**Entries supplied**
────────────────────────────────────────
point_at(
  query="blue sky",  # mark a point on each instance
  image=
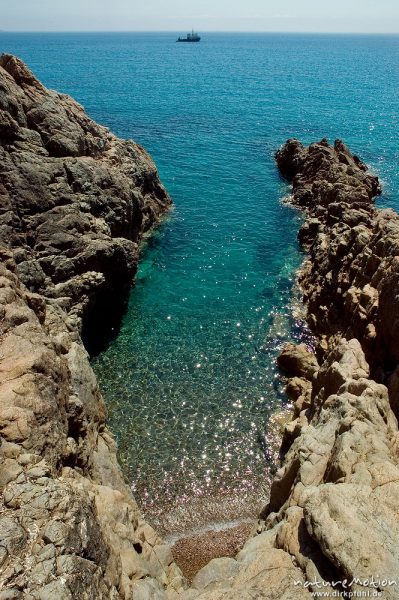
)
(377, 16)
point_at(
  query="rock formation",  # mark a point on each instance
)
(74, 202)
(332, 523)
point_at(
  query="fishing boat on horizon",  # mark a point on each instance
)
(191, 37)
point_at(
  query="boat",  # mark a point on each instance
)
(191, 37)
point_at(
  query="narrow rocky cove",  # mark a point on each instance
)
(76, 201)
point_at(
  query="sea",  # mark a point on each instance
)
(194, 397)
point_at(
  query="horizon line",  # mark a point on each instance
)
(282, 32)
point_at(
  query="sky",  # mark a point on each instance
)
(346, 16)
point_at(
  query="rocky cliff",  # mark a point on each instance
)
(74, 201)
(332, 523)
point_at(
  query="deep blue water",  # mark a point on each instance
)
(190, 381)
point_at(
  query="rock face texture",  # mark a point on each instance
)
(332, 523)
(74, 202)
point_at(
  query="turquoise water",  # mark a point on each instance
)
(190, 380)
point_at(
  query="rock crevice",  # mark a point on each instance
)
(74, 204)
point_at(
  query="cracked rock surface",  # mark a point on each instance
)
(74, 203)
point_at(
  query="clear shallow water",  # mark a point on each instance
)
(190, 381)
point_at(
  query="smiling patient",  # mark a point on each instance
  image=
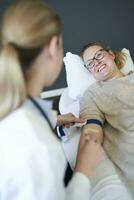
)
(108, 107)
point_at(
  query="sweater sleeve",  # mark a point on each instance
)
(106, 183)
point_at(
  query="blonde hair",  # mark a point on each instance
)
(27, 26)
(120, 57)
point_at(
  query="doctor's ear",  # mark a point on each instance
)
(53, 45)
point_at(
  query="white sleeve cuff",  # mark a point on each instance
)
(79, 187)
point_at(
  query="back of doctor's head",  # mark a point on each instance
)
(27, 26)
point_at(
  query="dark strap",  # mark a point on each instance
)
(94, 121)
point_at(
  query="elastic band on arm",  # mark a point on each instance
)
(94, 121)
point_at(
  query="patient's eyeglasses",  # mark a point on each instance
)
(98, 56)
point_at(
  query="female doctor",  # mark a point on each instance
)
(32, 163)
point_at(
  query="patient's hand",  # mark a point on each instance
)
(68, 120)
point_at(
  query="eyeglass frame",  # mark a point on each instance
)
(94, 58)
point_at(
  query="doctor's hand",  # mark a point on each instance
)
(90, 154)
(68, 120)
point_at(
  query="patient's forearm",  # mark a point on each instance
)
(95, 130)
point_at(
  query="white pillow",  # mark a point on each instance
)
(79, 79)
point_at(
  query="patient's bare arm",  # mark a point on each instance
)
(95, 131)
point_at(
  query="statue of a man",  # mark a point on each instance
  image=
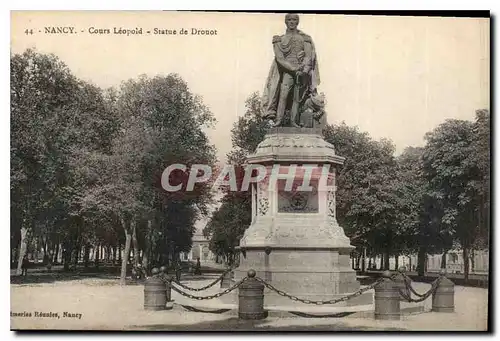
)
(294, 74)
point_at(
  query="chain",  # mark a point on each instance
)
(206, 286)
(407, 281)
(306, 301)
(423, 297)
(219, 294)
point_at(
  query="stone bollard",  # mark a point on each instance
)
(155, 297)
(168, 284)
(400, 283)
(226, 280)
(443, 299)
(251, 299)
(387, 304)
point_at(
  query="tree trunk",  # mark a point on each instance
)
────────────────────────────────────────
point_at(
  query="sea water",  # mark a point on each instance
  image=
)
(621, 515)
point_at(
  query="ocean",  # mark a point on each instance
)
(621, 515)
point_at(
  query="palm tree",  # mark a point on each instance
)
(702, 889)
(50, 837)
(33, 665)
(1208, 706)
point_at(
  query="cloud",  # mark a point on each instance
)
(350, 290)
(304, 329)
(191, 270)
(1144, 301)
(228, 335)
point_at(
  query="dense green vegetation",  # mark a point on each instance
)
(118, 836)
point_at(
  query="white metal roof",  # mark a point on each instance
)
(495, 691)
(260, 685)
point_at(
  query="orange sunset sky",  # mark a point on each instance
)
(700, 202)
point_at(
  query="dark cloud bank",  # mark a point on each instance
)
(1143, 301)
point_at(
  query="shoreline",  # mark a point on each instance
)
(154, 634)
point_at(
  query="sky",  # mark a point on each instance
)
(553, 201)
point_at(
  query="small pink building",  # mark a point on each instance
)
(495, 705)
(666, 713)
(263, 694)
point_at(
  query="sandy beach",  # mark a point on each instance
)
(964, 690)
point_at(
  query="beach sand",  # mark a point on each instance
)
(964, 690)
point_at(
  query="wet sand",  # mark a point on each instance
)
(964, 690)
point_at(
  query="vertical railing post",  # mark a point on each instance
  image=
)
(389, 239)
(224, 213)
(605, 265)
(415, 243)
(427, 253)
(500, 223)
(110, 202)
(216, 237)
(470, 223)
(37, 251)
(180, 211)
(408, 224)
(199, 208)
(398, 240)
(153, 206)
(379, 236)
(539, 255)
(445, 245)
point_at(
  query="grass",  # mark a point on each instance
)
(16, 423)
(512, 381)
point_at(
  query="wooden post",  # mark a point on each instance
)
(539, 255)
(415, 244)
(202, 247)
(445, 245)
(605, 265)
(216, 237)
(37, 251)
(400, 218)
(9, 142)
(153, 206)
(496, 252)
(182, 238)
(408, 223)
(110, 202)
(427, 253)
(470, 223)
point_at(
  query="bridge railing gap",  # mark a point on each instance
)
────────────────────────────────────────
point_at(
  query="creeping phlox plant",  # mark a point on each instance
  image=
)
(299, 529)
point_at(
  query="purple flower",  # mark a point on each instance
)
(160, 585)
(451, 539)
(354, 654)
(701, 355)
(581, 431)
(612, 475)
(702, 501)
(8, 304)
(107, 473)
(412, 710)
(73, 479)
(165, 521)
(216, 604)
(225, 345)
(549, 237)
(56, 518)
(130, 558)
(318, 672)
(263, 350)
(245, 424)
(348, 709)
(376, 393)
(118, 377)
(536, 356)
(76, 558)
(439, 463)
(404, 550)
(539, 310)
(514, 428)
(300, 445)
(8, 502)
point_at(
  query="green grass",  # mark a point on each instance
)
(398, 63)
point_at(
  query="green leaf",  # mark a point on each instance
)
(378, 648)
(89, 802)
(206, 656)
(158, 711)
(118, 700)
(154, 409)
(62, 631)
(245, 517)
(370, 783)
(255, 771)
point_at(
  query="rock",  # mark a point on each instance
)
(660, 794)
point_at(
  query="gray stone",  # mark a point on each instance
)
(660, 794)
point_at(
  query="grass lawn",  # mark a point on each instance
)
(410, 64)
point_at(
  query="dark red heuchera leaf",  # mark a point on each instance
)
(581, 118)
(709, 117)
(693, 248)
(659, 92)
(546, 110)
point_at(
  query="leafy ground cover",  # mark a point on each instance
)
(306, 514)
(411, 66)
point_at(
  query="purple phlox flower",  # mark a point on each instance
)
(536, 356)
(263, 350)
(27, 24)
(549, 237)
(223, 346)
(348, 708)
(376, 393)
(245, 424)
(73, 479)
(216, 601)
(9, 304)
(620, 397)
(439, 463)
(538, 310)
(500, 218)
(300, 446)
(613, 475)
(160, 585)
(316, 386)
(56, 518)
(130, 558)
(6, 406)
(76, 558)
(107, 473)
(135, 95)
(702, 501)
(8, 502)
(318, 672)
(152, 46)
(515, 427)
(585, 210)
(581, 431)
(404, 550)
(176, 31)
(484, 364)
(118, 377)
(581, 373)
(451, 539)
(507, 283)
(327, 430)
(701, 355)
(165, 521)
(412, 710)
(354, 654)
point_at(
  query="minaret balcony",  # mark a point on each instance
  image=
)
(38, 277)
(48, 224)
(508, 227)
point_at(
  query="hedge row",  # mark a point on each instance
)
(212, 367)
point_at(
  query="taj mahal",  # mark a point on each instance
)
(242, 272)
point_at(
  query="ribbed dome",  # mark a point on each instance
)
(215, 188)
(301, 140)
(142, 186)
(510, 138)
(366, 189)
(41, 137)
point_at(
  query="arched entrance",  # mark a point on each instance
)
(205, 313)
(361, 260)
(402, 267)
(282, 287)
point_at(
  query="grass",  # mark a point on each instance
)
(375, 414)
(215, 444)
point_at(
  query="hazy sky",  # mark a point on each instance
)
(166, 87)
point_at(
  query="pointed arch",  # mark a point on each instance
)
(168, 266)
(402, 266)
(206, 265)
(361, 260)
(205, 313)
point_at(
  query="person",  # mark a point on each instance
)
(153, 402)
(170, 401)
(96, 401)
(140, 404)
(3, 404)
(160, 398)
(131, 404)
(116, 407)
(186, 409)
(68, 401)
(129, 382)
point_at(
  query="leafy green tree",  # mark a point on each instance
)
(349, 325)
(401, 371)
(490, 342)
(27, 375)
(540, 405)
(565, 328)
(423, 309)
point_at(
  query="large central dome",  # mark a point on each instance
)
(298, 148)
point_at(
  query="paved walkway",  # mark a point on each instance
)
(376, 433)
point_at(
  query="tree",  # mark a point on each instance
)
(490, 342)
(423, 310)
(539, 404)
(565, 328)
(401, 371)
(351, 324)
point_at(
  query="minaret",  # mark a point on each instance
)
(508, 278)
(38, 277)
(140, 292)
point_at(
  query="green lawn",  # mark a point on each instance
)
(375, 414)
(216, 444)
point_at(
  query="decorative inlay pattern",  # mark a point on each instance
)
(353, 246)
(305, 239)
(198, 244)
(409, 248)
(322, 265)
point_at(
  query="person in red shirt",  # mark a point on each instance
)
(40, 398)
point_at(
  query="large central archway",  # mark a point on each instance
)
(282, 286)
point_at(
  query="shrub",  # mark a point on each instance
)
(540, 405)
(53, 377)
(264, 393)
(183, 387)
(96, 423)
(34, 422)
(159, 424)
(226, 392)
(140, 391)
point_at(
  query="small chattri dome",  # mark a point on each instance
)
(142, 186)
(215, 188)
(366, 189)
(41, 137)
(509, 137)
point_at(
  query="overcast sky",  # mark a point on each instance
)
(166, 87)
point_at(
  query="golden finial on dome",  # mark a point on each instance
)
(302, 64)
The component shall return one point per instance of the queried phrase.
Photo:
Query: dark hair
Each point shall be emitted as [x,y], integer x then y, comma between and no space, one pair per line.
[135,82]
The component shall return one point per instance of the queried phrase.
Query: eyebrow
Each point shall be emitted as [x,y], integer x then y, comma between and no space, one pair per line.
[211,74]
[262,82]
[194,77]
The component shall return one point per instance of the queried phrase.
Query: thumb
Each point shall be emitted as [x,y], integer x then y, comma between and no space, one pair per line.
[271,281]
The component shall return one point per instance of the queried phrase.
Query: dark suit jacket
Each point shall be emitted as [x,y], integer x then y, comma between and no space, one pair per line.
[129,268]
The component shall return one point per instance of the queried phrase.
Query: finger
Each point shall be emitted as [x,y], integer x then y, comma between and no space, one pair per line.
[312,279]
────────────────────────────────────────
**What you have to do**
Locate each line in the entries above that contains the string "grass" and copy those lines. Matching is case-sensitive.

**Finished answer**
  query="grass",  # mark a point on each instance
  query="green grass",  # mark a point on each instance
  query="grass lawn",  # mark a point on each instance
  query="grass",  # mark a point on each instance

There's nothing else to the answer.